Set problem
Retype exactly the lines that run from the line with "Indicate the beige" to the final line of the entries, keeping both ends and nothing else.

Dataset rows
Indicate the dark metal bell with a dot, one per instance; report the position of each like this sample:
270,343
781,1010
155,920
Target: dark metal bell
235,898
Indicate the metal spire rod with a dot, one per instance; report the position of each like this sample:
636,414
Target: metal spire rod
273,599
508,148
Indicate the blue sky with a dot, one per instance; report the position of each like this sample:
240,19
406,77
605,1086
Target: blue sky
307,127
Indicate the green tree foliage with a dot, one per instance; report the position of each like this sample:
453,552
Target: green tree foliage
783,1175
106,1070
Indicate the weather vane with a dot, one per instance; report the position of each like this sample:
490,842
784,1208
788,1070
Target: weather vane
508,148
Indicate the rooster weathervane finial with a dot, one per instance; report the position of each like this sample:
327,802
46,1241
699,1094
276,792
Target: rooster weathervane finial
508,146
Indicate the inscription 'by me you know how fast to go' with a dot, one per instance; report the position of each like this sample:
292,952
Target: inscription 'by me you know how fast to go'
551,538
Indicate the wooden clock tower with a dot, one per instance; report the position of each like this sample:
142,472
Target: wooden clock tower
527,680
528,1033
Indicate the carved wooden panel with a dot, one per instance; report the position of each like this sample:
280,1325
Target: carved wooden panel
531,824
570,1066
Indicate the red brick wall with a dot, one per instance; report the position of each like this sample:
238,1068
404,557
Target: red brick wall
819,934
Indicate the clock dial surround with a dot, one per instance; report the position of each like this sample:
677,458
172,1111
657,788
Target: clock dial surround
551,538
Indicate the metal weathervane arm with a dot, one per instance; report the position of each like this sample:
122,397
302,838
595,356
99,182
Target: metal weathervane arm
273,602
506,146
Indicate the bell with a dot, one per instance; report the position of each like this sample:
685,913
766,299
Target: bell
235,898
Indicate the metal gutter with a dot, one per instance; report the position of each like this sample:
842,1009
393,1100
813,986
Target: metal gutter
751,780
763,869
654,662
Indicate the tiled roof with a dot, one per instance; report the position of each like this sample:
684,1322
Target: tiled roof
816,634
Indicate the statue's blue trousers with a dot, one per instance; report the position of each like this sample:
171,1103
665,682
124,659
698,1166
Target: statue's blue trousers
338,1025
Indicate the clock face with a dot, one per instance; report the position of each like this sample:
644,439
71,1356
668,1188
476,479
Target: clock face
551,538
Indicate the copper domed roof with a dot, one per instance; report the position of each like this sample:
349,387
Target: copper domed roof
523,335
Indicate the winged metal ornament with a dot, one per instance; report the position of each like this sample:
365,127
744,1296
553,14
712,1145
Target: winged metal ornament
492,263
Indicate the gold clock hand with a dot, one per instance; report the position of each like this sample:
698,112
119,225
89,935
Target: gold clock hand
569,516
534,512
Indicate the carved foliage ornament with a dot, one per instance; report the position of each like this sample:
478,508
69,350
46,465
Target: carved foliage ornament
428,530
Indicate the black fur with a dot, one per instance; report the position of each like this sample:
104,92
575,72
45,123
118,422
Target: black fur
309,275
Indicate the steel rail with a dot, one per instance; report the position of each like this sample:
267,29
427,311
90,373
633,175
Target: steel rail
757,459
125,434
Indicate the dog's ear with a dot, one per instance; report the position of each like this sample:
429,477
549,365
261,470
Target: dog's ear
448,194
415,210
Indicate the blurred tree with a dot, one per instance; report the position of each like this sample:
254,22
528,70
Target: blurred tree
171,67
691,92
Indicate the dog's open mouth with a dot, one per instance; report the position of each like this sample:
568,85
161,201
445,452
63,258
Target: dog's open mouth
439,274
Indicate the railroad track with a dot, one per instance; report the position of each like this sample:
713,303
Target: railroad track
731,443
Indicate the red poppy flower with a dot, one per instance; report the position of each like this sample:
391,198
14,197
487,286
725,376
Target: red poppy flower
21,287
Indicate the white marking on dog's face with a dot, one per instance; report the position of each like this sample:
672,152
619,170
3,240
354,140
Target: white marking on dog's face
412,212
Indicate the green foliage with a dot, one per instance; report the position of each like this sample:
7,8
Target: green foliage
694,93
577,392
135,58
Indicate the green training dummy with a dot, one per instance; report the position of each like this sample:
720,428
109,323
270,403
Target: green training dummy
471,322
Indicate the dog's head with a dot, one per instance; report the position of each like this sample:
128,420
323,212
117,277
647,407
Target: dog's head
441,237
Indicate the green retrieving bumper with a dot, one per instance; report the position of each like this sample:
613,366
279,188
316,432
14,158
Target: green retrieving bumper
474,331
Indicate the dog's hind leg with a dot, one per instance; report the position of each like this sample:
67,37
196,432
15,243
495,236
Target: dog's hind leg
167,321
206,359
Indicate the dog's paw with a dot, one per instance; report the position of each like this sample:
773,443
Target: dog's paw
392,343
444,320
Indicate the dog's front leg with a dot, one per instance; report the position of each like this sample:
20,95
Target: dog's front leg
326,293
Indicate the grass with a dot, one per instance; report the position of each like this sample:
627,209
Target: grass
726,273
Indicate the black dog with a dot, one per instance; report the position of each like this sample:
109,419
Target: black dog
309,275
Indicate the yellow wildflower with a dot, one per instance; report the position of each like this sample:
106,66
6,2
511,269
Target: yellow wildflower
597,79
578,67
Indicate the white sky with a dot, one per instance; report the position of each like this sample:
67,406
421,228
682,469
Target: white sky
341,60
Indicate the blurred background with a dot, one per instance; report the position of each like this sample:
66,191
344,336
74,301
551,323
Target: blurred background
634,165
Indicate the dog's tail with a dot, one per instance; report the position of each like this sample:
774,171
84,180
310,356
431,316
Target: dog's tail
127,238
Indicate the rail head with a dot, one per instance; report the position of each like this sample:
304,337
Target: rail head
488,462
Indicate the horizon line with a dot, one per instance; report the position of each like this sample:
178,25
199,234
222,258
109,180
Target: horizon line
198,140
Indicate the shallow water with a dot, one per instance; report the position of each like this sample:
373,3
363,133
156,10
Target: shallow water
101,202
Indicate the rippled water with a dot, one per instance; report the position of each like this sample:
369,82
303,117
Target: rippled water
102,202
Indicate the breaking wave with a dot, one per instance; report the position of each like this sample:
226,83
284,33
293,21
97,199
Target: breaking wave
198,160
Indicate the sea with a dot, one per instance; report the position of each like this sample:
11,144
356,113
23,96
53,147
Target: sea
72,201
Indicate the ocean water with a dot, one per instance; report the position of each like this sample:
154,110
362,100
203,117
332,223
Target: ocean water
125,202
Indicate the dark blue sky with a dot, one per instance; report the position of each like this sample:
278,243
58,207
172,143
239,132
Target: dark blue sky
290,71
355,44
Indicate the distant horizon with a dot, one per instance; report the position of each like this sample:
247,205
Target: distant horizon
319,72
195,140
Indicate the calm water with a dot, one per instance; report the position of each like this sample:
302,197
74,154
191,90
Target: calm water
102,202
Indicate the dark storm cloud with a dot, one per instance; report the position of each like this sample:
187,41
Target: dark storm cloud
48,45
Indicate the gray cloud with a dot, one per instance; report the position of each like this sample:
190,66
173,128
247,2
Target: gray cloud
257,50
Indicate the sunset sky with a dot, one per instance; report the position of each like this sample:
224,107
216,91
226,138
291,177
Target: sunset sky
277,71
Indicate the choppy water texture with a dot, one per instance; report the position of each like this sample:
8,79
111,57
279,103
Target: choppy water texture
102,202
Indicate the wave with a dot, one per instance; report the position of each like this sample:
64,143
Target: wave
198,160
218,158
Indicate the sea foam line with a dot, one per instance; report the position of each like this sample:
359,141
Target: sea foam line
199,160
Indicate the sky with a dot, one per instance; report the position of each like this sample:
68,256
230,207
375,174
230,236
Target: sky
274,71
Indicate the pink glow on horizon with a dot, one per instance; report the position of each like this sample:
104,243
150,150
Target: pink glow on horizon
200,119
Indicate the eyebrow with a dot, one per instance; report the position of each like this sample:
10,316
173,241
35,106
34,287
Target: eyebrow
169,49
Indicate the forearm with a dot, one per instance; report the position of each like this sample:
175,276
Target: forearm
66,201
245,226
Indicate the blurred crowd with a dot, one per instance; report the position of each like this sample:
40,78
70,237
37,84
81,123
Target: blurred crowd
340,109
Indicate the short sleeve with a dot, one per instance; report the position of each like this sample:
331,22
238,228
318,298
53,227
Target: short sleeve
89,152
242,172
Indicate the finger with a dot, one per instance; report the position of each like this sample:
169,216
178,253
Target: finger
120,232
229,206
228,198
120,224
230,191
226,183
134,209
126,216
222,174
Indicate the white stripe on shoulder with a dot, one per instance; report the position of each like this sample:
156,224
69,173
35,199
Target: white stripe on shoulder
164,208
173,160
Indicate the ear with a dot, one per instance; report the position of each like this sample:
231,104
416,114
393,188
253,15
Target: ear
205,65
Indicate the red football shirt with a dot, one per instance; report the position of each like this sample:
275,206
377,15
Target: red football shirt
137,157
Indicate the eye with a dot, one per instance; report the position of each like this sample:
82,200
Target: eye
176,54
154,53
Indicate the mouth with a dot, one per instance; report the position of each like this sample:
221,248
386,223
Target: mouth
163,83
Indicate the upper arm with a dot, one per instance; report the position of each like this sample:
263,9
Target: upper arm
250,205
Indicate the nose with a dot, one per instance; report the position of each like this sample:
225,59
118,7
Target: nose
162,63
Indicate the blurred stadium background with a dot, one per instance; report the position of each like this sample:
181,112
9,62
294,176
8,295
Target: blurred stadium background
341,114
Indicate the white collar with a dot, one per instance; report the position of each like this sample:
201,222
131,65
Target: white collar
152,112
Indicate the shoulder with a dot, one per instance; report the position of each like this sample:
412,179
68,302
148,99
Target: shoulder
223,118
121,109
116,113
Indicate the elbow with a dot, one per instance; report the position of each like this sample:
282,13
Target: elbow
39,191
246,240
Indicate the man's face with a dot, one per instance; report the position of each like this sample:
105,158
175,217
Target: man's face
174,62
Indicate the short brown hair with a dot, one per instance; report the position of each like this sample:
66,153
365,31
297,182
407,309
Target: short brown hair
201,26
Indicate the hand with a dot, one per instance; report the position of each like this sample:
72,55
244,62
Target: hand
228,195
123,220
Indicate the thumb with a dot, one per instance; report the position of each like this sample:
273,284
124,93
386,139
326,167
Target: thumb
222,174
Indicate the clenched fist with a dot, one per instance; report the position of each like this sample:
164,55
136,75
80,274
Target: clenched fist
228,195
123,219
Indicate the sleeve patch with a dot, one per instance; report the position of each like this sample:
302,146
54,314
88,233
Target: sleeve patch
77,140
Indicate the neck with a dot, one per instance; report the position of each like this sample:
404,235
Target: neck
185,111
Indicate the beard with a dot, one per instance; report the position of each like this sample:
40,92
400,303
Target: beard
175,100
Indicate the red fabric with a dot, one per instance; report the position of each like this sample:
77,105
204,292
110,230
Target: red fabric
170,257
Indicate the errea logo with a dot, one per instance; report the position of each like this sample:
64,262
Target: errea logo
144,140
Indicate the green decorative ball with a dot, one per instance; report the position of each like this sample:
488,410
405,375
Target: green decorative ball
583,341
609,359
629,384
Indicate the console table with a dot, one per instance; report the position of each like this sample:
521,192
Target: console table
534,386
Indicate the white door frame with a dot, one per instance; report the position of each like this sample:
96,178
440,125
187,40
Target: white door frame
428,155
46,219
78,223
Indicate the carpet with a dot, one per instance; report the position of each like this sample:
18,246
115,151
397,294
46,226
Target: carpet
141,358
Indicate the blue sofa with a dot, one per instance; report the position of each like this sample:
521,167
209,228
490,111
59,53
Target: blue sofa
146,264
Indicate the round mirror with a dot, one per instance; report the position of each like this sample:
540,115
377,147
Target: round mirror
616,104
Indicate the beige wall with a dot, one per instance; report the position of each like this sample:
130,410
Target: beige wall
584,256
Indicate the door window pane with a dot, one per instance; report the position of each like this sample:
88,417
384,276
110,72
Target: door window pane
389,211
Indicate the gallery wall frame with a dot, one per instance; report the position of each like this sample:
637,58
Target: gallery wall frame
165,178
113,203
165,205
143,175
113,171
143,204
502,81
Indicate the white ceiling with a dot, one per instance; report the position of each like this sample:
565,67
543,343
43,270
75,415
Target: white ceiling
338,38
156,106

Written response
Indicate the beige wall with a dot, one per instance; report the position of each like this sample:
130,410
Target: beige wall
584,256
Indicate the door window pane with a dot, one per instance; report the position of each like this sample:
88,417
384,276
110,72
Target: door window pane
389,211
Indicate the gallery wall frame with a dot, one per instance; report the position of each like this sample:
637,58
Target: gallery wall frame
165,178
113,203
165,205
143,175
113,171
143,204
502,81
Indicate the white ceiling with a dot, one per instance; report the position of each like this sample:
565,67
543,343
43,270
75,415
Target: white ceiling
338,38
156,106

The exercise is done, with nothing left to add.